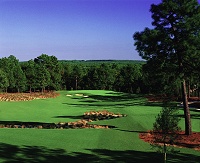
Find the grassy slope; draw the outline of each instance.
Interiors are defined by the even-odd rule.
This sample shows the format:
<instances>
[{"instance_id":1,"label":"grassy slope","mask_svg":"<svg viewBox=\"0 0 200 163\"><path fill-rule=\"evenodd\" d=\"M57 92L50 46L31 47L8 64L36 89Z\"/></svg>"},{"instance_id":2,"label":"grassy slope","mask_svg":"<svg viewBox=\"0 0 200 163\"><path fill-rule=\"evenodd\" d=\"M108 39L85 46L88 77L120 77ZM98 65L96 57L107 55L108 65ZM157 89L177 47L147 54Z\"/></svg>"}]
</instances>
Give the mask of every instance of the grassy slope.
<instances>
[{"instance_id":1,"label":"grassy slope","mask_svg":"<svg viewBox=\"0 0 200 163\"><path fill-rule=\"evenodd\" d=\"M23 160L36 160L35 162L42 162L42 160L63 162L65 159L71 161L86 159L87 162L99 159L102 159L102 162L112 160L127 162L134 158L135 162L141 160L145 162L157 159L150 145L138 138L138 132L152 128L155 116L160 111L159 106L144 106L144 98L110 91L60 93L61 96L56 99L1 102L0 121L68 122L80 119L85 111L105 109L126 114L127 117L93 122L111 125L115 127L114 129L0 129L0 153L6 150L10 153L0 155L0 161L1 159L20 161L23 158ZM89 98L75 96L76 93L89 95ZM73 96L67 97L66 94ZM192 119L193 130L200 131L199 113L191 114L196 115ZM181 125L184 125L183 120ZM30 153L32 151L29 157L28 151ZM186 156L190 154L194 162L200 157L199 152L194 150L181 149L181 152L187 154L176 156L176 159L181 161L188 161ZM16 154L21 156L16 158Z\"/></svg>"}]
</instances>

++++++++++

▸ Task: Please pull out each line of the records above that contains the word "fill".

▸ Solution for this problem:
[{"instance_id":1,"label":"grassy slope","mask_svg":"<svg viewBox=\"0 0 200 163\"><path fill-rule=\"evenodd\" d=\"M57 92L50 46L31 47L8 64L36 89Z\"/></svg>"},{"instance_id":2,"label":"grassy slope","mask_svg":"<svg viewBox=\"0 0 200 163\"><path fill-rule=\"evenodd\" d=\"M108 39L85 46L88 77L120 77ZM98 65L96 57L107 55L108 65ZM157 89L177 47L147 54Z\"/></svg>"}]
[{"instance_id":1,"label":"grassy slope","mask_svg":"<svg viewBox=\"0 0 200 163\"><path fill-rule=\"evenodd\" d=\"M23 160L36 160L35 162L42 162L42 160L63 162L65 159L71 161L86 159L87 162L99 159L102 159L102 162L112 160L127 162L134 158L135 162L141 160L145 162L157 159L150 145L138 138L138 132L152 128L155 116L160 111L159 106L144 106L144 98L110 91L60 93L61 96L56 99L1 102L0 121L68 122L80 119L85 111L105 109L126 114L127 117L93 122L111 125L115 127L114 129L0 129L0 153L6 150L10 153L0 155L0 161L1 159L20 161L23 158ZM89 98L75 96L76 93L89 95ZM73 96L67 97L66 94ZM192 119L193 130L200 131L199 113L191 114L196 115ZM181 125L184 125L183 120ZM30 153L32 151L29 157L28 151ZM186 156L190 154L194 162L200 157L199 152L194 150L181 149L181 152L187 154L176 156L176 159L181 161L188 161ZM16 154L21 156L16 158Z\"/></svg>"}]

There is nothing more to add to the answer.